◆ **TASK PROMPT**: Write out every entry again exactly as it stands.

[Records from a data source]
——————————

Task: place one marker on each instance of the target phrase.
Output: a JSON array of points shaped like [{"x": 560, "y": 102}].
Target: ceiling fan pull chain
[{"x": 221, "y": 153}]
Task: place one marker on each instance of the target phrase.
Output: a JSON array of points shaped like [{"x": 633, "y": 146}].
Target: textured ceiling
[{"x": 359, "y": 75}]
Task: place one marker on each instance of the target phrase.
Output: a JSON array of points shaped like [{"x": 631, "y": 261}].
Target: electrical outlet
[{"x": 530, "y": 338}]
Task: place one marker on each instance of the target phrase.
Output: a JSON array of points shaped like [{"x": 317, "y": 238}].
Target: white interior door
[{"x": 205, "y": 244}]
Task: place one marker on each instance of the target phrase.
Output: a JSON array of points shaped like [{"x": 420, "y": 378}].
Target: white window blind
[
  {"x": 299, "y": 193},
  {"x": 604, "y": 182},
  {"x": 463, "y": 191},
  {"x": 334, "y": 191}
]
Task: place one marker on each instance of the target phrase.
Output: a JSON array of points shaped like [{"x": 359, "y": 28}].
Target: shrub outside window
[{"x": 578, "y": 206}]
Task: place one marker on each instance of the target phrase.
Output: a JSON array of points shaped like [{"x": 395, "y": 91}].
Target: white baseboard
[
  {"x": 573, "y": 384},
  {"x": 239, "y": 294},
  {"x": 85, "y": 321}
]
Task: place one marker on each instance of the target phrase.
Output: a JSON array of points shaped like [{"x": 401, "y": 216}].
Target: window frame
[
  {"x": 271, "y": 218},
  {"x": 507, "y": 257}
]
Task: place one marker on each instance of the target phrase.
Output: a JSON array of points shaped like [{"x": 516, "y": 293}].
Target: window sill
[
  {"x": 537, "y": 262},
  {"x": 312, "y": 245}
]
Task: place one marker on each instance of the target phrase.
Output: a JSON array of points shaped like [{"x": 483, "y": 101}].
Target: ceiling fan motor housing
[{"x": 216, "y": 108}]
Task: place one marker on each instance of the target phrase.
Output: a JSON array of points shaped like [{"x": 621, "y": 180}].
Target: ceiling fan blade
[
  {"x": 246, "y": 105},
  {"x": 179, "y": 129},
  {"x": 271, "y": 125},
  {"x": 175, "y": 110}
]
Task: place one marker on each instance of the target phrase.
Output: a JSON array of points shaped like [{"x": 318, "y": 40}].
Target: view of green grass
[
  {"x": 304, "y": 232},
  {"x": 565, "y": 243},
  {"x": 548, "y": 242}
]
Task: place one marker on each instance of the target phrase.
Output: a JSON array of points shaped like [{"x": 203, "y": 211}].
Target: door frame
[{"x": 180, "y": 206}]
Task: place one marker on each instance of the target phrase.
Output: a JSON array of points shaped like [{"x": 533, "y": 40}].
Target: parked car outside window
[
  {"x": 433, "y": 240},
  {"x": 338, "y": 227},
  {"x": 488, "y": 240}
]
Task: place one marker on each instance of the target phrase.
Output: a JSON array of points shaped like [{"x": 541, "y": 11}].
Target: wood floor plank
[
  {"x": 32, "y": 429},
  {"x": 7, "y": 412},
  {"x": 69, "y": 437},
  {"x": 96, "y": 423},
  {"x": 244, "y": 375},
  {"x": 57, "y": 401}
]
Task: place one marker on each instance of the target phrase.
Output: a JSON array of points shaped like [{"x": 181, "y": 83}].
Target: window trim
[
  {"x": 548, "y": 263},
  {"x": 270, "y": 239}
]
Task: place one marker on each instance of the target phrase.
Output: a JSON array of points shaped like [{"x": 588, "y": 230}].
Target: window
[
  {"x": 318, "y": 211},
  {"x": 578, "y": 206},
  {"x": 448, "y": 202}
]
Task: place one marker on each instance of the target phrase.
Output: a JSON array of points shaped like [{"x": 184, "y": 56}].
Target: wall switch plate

——————————

◆ **ANSWER SECTION**:
Task: place one marker on each instance of the target phrase.
Output: a JSON array of points shaped like [{"x": 560, "y": 102}].
Target: ceiling fan pull chain
[{"x": 221, "y": 153}]
Task: place one marker on each instance of the target phrase.
Output: a JSON array of points shaped like [{"x": 633, "y": 146}].
Target: textured ceiling
[{"x": 359, "y": 75}]
Task: place one marker on each instance of the target phrase.
Output: a JSON array of points shaped like [{"x": 631, "y": 261}].
Target: electrical outlet
[{"x": 530, "y": 338}]
Task: place one marker on each instance of the target phrase.
Output: a JSON array of points shaped like [{"x": 317, "y": 238}].
Target: white interior door
[{"x": 205, "y": 244}]
Task: place one marker on each instance of the target phrase.
Output: a JSON array of points shaped like [{"x": 420, "y": 378}].
Target: white window blind
[
  {"x": 299, "y": 193},
  {"x": 604, "y": 182},
  {"x": 463, "y": 191},
  {"x": 334, "y": 191}
]
Task: place one marker on each instance of the target phrase.
Output: a JSON array of points shaped like [{"x": 359, "y": 28}].
Target: shrub outside window
[{"x": 578, "y": 206}]
Task: place one marker on each instance of the target phrase.
Output: a JSON array of points shaped like [{"x": 395, "y": 91}].
Target: white baseboard
[
  {"x": 573, "y": 384},
  {"x": 239, "y": 294},
  {"x": 85, "y": 321}
]
Task: place one marker on each instance of the target phrase.
Output: a JSON array of points shaped like [{"x": 401, "y": 216}].
Target: window frame
[
  {"x": 271, "y": 218},
  {"x": 507, "y": 257}
]
Task: place one marker on each instance of the target phrase.
Output: a JSON array of points shaped like [{"x": 516, "y": 293}].
Target: window sill
[
  {"x": 537, "y": 262},
  {"x": 312, "y": 245}
]
Task: place one marker on each instance of the target phrase.
Output: a JSON array of points shaped like [{"x": 483, "y": 101}].
Target: ceiling fan motor housing
[{"x": 216, "y": 108}]
Task: place one marker on each instance of the target phrase.
Output: a JSON array of points shaped like [{"x": 621, "y": 180}].
Target: ceiling fan blade
[
  {"x": 246, "y": 105},
  {"x": 179, "y": 129},
  {"x": 271, "y": 125},
  {"x": 175, "y": 110}
]
Task: place one marker on each instance of the target phrase.
Output: a JSON array of points shaped like [{"x": 318, "y": 40}].
Target: view of green grass
[
  {"x": 304, "y": 232},
  {"x": 565, "y": 243},
  {"x": 548, "y": 242}
]
Task: place one marker on each instance of the target phrase.
Output: a JSON array of points shaped like [{"x": 203, "y": 211}].
Target: door frame
[{"x": 180, "y": 206}]
Task: place one marker on each instance of the target phrase.
Output: a JSON array of points shaped like [{"x": 533, "y": 40}].
Target: parked car outside window
[
  {"x": 433, "y": 240},
  {"x": 338, "y": 227},
  {"x": 488, "y": 240}
]
Task: place one marker on each instance of the target phrase.
Output: a JSON array of points shaped like [{"x": 541, "y": 11}].
Target: wood floor plank
[
  {"x": 32, "y": 429},
  {"x": 7, "y": 412},
  {"x": 69, "y": 437},
  {"x": 96, "y": 423},
  {"x": 244, "y": 375},
  {"x": 57, "y": 401}
]
Task: place one marker on each instance of the target phrase.
Output: a JSON array of points shaped like [{"x": 181, "y": 83}].
Target: window trim
[
  {"x": 548, "y": 263},
  {"x": 270, "y": 239}
]
Task: place one marker on each instance of the target phrase.
Output: a JSON array of points shaped like [{"x": 588, "y": 230}].
Target: window
[
  {"x": 318, "y": 211},
  {"x": 578, "y": 206},
  {"x": 448, "y": 202}
]
Task: place one marker on each instance of the target phrase.
Output: a JSON array of points shaped like [{"x": 184, "y": 56}].
Target: wall switch plate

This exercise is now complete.